▶ [Lesetext]:
In Berlin fehlen weiterhin Wohnungen – vor allem solche, die auch bezahlbar sind. Das geht aus dem aktuellen Wohnraumbedarfsbericht des Senats hervor.

Die Erkenntnis hat nicht wirklich überrascht: Es gibt zu wenig Wohnungen in Berlin, vor allem zu wenig, die sich Menschen mit geringem und mittlerem Einkommen leisten können. Oder wie es der Senator für Stadtentwicklung, Bauen und Wohnen, Christian Gaebler (SPD), formuliert: „Der aktuelle Wohnraumbedarfsbericht zeigt, dass das derzeitige Wohnungsangebot nicht ausreicht, um die Nachfrage der verschiedenen Zielgruppen zu decken.“ So fasst Gaebler den Wohnraumbedarfsbericht seiner Senatsverwaltung zusammen. Der Bericht beschäftigt sich mit den Entwicklungen auf dem Berliner Wohnungsmarkt „unter besonderer Berücksichtigung der Wohnraumversorgung von Empfängerinnen und Empfängern von Transferleistungen, Haushalten mit niedrigem Einkommen sowie Personen mit spezifischem Wohnbedarf“, wie die Verwaltung erläutert.
In der Analyse sind sich die Stadtregierung und die Opposition im Abgeordnetenhaus in dieser Sache ziemlich einig. „Der neue Wohnraumbedarfsbericht des Senats zeigt schockierende Zahlen. Der Berliner Wohnungsmarkt wird mehr und mehr zur armutsfreien Zone. Menschen mit wenig Geld können praktisch nicht mehr umziehen, weil es an bezahlbaren Angeboten fehlt. Ganze Bezirke werden sozial entmischt“, kommentiert der Linken-Abgeordnete Niklas Schenker den Bericht.

▶ [Datensatz]:
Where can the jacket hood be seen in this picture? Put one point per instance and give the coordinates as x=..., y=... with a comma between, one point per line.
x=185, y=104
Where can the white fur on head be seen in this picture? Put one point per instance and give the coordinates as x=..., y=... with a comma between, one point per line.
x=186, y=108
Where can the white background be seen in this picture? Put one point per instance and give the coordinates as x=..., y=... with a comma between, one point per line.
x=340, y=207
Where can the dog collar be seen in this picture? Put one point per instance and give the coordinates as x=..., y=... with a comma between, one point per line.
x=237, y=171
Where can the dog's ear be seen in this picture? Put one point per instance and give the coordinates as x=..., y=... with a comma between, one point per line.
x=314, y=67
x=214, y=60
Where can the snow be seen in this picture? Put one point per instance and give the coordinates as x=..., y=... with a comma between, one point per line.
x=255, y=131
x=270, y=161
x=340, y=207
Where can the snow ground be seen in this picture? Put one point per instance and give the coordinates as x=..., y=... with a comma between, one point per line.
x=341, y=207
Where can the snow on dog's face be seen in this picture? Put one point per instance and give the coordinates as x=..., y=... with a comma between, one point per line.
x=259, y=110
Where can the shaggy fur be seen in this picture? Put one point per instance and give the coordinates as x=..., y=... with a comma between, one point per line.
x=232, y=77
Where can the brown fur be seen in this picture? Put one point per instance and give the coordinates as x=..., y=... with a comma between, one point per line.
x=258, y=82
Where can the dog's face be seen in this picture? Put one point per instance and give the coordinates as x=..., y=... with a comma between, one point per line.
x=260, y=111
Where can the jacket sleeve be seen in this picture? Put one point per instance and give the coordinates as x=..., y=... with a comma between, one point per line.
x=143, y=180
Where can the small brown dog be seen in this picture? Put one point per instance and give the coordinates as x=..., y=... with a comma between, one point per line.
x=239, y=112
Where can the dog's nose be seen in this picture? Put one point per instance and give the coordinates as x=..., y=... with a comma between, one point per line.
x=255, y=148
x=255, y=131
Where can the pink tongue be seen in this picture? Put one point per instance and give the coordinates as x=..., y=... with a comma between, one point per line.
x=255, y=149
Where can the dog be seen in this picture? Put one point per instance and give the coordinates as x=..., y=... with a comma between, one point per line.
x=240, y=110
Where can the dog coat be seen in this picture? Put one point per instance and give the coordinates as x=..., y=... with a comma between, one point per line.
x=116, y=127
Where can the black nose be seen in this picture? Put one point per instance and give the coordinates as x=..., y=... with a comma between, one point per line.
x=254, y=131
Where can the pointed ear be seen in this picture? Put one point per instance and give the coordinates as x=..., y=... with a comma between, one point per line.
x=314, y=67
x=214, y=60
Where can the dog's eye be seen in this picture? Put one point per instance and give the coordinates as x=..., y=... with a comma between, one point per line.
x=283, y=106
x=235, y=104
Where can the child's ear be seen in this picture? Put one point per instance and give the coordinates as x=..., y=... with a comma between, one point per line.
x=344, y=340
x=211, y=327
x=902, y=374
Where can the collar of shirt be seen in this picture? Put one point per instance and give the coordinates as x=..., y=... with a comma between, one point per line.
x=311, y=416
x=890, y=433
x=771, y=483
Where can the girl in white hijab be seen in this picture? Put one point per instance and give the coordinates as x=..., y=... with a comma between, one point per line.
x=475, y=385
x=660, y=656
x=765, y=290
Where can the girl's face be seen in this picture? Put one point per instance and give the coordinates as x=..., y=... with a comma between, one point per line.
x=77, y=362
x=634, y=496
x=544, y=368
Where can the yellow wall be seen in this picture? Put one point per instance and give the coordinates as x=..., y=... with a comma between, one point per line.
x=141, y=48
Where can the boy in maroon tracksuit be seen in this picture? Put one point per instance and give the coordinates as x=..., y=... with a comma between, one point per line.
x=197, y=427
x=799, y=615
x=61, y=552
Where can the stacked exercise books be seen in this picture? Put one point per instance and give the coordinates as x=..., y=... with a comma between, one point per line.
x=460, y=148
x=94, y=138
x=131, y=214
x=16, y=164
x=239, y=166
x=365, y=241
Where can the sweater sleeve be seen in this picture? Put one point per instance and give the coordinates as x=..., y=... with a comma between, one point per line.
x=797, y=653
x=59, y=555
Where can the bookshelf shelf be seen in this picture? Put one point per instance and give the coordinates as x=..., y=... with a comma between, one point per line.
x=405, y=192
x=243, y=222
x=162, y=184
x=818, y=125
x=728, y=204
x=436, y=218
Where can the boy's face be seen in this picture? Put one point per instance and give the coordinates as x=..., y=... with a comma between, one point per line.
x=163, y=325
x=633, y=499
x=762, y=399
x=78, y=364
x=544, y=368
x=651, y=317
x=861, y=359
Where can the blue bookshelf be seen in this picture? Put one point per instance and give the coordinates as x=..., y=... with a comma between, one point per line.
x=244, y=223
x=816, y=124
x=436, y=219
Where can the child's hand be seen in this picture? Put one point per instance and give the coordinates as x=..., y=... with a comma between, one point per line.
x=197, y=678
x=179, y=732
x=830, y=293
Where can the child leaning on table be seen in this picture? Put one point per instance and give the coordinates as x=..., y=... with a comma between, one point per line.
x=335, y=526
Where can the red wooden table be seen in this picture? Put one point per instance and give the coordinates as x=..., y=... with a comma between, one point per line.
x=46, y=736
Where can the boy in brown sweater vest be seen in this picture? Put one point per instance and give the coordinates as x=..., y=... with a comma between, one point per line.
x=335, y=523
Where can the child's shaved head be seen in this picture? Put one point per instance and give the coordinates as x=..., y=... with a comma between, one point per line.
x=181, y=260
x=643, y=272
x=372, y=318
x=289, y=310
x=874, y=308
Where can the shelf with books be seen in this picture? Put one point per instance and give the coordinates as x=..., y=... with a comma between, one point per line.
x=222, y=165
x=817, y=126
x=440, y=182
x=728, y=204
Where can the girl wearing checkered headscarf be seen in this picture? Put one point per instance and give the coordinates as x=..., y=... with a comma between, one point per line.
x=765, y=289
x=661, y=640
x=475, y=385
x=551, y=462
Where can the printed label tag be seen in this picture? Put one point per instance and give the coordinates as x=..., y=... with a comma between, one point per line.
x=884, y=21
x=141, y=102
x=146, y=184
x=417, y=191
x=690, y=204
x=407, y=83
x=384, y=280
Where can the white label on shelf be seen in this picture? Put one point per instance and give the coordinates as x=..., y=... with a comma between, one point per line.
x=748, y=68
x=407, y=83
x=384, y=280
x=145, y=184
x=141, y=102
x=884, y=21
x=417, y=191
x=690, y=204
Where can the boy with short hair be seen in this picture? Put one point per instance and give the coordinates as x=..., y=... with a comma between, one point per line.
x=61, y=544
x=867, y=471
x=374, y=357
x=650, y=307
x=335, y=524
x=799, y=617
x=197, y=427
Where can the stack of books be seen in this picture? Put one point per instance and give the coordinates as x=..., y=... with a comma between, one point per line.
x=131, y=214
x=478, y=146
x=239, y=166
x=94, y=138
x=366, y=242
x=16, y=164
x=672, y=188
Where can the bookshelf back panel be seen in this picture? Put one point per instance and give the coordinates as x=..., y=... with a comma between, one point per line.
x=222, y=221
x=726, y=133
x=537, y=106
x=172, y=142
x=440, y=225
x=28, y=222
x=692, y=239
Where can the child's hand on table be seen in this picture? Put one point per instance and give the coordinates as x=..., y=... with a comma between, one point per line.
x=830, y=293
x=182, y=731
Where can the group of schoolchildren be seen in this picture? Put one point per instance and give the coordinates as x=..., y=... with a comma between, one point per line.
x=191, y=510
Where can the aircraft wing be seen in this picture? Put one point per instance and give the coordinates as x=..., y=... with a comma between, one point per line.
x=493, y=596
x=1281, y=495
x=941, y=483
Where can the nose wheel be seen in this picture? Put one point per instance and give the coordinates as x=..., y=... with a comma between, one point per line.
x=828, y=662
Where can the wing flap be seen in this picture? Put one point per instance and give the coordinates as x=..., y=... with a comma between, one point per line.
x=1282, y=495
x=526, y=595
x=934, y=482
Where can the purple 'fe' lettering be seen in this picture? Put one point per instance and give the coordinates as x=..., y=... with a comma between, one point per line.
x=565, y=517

▶ [Aufgabe]: Welches Amt hat Christian Gaebler laut dem Text über den Berliner Wohnungsmarkt inne?

▶ [Antwort]: Er ist Senator für Stadtentwicklung, Bauen und Wohnen.